[What the exercise asks]:
Retype the photo captions word for word, from "Capt. Ben Peacock" up to and including "bombs. (U.S. Air Force Photo/Airman 1st Class Tom Brading)".

[Page text]:
□ □ □ □

Capt. Ben Peacock and Ralph Carter trade stories of their military careers after touring a C-17 Globemaster III Sept. 28, 2012, at Joint Base Charleston – Air Base. Peacock is a 15th Airlift Squadron C-17 pilot, 437th Airlift Wing, and Carter is a retired Marine Corps veteran and surviving member of the 437th Troop Carrier Group. (U.S. Air Force Photo/Airman 1st Class Tom Brading)
Airman 1st Class Amber Taft, 628th Civil Engineer Squadron Explosive Ordnance Disposal apprentice, speaks with Chester Galloway, a family member of a 437th Troop Carrier Group veteran, during an EOD display Sept. 28, 2012, at Joint Base Charleston – Air Base, S.C. The bomb suit is worn by trained personnel when disposing bombs. (U.S. Air Force Photo/Airman 1st Class Tom Brading)
Gene Murphy, 437th Troop Carrier Group veteran, sits in the cockpit of a C-17 Globemaster III with Capt. Brent Anderson, 437th Airlift Wing deputy chief of plans. Veterans of the 437th TCG, including Murphy, toured JB Charleston – Air Base, S.C., Sept. 28, 2012. (Air Force Photo/Airman 1st Class Tom Brading)

□ □ □ □

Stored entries
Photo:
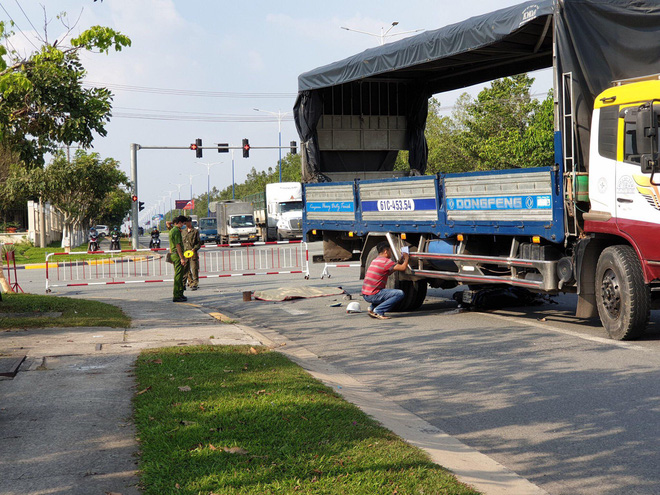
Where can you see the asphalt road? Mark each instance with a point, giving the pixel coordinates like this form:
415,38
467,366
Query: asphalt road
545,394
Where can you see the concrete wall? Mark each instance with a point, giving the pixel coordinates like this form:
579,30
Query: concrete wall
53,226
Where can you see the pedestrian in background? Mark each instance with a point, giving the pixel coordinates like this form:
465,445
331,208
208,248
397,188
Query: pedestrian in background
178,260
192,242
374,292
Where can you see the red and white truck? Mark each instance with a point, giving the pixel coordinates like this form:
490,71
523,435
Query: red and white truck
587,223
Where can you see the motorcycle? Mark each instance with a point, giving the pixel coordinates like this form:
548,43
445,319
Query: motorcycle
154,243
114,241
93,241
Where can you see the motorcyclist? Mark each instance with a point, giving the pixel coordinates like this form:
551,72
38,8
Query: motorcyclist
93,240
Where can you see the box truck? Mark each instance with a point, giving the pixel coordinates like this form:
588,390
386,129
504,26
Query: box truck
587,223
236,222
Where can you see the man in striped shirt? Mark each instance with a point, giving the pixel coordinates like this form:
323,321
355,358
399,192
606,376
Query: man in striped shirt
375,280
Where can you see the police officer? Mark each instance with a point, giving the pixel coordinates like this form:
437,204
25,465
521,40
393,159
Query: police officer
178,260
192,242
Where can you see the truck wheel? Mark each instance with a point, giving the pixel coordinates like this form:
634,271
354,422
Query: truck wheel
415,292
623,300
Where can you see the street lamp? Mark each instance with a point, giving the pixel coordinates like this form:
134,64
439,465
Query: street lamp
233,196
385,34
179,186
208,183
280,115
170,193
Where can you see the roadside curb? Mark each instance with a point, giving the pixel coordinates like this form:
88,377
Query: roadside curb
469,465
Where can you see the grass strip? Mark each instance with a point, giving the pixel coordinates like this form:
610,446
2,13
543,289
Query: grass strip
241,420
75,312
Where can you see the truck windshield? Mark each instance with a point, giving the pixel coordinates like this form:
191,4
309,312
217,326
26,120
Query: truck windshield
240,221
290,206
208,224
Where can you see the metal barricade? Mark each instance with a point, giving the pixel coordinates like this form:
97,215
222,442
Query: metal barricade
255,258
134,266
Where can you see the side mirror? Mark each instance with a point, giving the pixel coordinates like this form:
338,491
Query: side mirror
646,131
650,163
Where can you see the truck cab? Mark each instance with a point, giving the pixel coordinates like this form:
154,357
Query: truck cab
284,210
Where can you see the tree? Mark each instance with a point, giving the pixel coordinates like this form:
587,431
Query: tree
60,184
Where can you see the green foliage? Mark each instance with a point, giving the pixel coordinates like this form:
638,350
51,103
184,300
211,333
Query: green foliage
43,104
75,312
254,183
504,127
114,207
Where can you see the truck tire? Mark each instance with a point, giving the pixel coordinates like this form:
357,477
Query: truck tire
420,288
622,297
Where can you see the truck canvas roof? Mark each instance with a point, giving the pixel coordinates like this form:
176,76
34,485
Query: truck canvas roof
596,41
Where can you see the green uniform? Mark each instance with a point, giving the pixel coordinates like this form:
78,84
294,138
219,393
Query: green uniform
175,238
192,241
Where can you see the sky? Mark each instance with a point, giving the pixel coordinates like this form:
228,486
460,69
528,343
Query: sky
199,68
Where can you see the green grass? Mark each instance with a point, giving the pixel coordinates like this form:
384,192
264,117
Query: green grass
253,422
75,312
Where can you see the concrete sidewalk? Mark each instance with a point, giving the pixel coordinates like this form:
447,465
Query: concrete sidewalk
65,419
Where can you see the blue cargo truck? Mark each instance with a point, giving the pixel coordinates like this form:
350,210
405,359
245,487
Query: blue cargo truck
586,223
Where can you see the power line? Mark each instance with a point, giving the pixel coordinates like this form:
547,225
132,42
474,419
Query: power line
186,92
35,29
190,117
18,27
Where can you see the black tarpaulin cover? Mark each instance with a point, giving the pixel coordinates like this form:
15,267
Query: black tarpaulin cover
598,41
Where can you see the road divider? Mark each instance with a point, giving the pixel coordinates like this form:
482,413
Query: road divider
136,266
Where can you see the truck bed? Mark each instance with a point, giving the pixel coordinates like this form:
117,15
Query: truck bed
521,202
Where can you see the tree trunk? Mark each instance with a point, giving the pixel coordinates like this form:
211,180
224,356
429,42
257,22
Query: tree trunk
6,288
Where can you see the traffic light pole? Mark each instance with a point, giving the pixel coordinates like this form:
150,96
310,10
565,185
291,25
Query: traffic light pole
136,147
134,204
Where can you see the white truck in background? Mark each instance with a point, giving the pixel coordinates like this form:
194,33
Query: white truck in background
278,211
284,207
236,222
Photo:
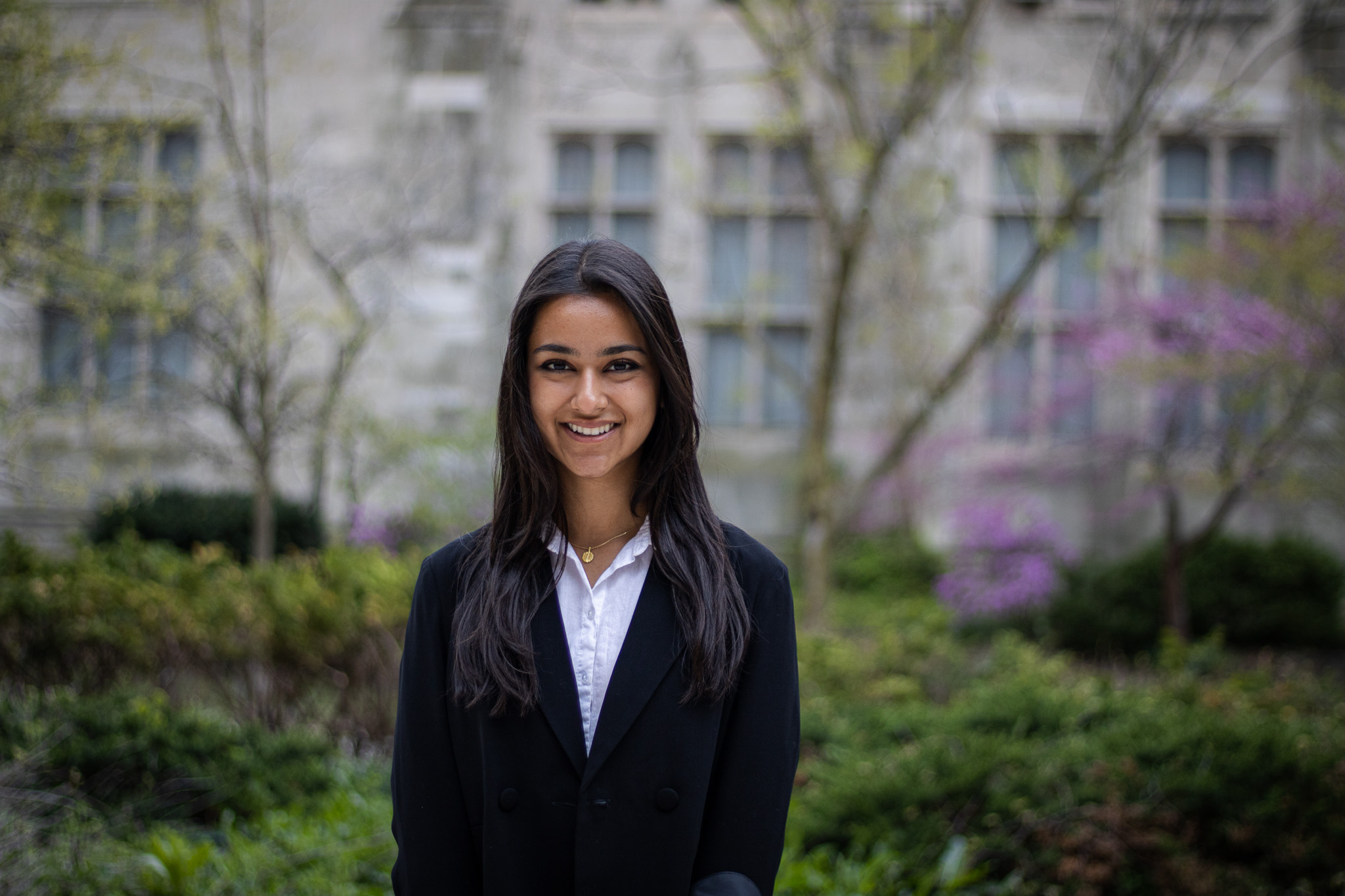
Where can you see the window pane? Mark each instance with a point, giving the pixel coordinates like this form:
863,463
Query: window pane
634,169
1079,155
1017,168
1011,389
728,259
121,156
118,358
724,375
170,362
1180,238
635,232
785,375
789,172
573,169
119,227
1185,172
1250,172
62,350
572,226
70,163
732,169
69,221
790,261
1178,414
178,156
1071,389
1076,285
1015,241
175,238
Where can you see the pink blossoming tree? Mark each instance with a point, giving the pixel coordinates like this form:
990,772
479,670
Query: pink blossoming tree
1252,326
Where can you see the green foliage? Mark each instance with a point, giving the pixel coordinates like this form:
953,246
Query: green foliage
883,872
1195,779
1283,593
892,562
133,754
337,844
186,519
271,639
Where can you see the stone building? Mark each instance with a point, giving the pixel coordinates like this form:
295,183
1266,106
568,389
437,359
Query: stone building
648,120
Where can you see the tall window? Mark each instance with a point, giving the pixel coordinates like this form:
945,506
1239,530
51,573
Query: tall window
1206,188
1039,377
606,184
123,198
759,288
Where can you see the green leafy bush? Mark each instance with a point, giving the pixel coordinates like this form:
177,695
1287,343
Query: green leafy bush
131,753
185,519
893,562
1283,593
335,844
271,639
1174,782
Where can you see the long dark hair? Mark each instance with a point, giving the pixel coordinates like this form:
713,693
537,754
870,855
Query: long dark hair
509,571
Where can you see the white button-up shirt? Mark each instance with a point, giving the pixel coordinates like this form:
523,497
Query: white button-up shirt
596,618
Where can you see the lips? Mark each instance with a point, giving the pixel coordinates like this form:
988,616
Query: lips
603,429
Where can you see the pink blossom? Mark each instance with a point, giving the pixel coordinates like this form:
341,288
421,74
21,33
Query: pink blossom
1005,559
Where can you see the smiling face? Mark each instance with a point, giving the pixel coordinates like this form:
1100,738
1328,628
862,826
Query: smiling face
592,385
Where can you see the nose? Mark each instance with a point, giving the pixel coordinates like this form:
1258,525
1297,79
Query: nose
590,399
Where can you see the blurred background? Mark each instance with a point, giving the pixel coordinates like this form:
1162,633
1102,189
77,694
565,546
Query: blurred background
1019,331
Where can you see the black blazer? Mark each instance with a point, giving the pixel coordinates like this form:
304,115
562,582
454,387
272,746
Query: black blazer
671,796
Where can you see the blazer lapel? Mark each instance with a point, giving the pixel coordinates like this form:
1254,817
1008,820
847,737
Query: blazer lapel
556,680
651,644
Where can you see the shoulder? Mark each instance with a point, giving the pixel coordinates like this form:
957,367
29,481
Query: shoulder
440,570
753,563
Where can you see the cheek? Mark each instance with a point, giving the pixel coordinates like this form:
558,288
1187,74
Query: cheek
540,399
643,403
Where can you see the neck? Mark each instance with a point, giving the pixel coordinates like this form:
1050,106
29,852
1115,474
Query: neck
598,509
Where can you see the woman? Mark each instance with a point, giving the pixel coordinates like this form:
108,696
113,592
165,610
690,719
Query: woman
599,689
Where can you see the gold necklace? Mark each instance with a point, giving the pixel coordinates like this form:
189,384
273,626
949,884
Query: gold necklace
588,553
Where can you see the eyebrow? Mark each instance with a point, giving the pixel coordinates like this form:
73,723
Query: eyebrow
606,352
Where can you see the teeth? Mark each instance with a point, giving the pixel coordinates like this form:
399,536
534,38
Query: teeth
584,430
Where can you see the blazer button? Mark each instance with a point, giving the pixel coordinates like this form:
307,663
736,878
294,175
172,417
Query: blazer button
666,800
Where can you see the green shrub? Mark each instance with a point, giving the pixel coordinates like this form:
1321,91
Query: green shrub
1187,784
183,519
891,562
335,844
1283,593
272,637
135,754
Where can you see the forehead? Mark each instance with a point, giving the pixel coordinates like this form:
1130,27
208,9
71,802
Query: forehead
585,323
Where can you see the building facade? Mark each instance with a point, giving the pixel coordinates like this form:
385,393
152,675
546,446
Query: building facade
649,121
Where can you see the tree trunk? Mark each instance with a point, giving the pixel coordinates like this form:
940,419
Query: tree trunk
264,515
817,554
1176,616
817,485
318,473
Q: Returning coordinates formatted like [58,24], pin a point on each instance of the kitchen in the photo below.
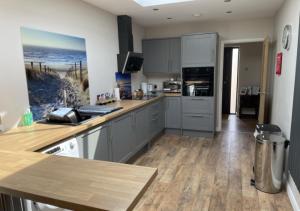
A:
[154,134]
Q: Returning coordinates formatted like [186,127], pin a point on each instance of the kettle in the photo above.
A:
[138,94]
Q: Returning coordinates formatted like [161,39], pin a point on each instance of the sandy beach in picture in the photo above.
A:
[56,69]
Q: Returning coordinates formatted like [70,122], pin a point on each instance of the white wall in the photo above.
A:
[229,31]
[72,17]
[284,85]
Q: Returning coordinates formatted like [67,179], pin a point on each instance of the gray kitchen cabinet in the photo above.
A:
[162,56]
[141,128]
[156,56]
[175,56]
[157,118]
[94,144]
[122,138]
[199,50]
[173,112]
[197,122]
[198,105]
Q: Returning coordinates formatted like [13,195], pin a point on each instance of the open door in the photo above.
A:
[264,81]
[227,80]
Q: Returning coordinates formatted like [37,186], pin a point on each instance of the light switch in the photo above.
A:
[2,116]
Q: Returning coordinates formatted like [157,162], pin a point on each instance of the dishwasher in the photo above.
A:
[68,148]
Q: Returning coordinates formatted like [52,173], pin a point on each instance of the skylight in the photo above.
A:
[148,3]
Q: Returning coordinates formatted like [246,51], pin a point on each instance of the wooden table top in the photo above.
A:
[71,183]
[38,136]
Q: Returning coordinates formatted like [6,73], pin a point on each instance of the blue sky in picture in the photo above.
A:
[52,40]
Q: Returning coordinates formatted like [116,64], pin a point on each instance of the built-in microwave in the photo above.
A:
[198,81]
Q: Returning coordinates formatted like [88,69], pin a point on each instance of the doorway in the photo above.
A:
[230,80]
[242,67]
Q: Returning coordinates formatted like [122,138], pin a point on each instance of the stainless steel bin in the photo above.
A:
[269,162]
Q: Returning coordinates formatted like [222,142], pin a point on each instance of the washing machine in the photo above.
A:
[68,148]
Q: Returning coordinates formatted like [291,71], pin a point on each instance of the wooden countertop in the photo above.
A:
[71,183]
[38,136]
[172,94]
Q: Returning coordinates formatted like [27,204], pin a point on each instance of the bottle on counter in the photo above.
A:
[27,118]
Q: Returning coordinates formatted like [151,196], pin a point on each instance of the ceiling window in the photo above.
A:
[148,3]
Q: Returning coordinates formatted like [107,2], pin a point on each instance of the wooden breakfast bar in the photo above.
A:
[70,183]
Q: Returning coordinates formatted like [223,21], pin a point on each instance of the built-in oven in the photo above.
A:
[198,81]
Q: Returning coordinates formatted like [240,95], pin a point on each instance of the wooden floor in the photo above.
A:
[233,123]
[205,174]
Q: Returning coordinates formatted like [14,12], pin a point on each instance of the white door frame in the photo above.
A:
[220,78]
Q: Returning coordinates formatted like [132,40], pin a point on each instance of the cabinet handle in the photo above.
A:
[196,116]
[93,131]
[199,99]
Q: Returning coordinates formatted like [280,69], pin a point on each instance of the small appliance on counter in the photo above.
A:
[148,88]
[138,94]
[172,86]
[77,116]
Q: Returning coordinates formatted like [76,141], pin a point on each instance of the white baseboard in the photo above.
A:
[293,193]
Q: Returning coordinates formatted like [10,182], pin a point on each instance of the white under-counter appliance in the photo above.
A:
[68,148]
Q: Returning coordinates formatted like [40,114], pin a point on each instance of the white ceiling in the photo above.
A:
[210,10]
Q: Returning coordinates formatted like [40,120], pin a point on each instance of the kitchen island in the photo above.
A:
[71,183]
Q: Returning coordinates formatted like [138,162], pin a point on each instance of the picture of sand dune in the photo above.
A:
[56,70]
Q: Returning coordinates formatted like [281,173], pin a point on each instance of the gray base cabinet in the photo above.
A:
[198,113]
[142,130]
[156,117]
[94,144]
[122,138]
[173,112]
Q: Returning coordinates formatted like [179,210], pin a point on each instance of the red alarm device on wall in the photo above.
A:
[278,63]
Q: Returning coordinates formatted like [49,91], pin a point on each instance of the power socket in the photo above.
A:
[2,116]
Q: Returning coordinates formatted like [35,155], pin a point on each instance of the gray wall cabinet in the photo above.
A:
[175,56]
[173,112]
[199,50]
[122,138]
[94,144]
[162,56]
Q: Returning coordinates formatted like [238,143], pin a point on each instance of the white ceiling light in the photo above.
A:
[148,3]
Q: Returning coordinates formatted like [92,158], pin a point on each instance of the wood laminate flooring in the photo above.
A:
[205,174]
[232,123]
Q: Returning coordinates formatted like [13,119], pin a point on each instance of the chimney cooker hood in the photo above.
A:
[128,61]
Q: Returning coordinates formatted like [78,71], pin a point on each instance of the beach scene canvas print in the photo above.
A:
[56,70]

□ □ □ □

[Answer to the exercise]:
Capt. Ben Peacock and Ralph Carter trade stories of their military careers after touring a C-17 Globemaster III Sept. 28, 2012, at Joint Base Charleston – Air Base. Peacock is a 15th Airlift Squadron C-17 pilot, 437th Airlift Wing, and Carter is a retired Marine Corps veteran and surviving member of the 437th Troop Carrier Group. (U.S. Air Force Photo/Airman 1st Class Tom Brading)
Airman 1st Class Amber Taft, 628th Civil Engineer Squadron Explosive Ordnance Disposal apprentice, speaks with Chester Galloway, a family member of a 437th Troop Carrier Group veteran, during an EOD display Sept. 28, 2012, at Joint Base Charleston – Air Base, S.C. The bomb suit is worn by trained personnel when disposing bombs. (U.S. Air Force Photo/Airman 1st Class Tom Brading)